*What you are asked to do*. Could you please retype all of the records exactly, skipping any pictures?

##### Exercise data

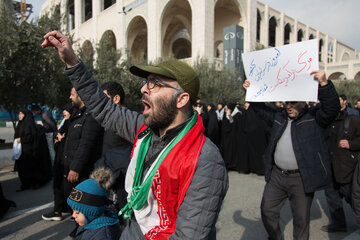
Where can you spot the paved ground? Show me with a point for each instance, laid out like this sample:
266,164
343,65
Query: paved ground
238,219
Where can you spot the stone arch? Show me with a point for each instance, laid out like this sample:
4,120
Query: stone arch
87,53
272,31
226,13
69,7
137,38
176,22
108,38
300,35
287,32
357,76
258,25
88,11
107,3
345,56
337,76
321,44
219,49
330,52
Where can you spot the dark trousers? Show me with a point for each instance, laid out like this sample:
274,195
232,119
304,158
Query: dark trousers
61,193
334,197
277,190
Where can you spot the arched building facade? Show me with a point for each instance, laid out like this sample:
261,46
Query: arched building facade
188,29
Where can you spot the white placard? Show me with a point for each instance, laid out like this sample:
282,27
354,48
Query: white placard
282,73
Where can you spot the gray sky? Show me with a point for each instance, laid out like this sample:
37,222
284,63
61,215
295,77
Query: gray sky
337,18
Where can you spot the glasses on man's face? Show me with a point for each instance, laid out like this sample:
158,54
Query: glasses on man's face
290,103
151,83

##########

*Response area*.
Where can you spot the paved ground? Show me with a point for each instance, laid out like this sample:
266,164
343,65
Query: paved ground
238,219
Where can you spot the stone arch? Show me with a point for each instance, laid out like this sample:
4,120
Query: stone arch
87,53
272,31
226,13
69,7
137,38
176,22
108,38
300,35
287,32
357,76
258,25
88,11
107,3
345,56
337,76
321,44
219,49
330,52
Where can you spot the dark trousers? Show me with a point for each instance, laid out like this sample:
274,195
232,119
304,158
Query: dark trousers
61,193
334,197
277,190
Where can you spot the arched building facade? Show me with a point for each instance, laid out like this sample:
261,46
Query: arched building facade
188,29
Where can you spot the white placard? Show me with a point for each instance, laid out like this sample:
282,27
354,48
Query: white placard
282,73
Where can you spot the gray sky? Show me with a point for each instance, laid out like this sample:
37,222
284,63
61,215
295,77
Query: gray sky
337,18
Where can you spot the glasses on man's face? Show me with a point for each instance, laid out like this sample:
158,54
Query: glasses on man's face
290,103
151,83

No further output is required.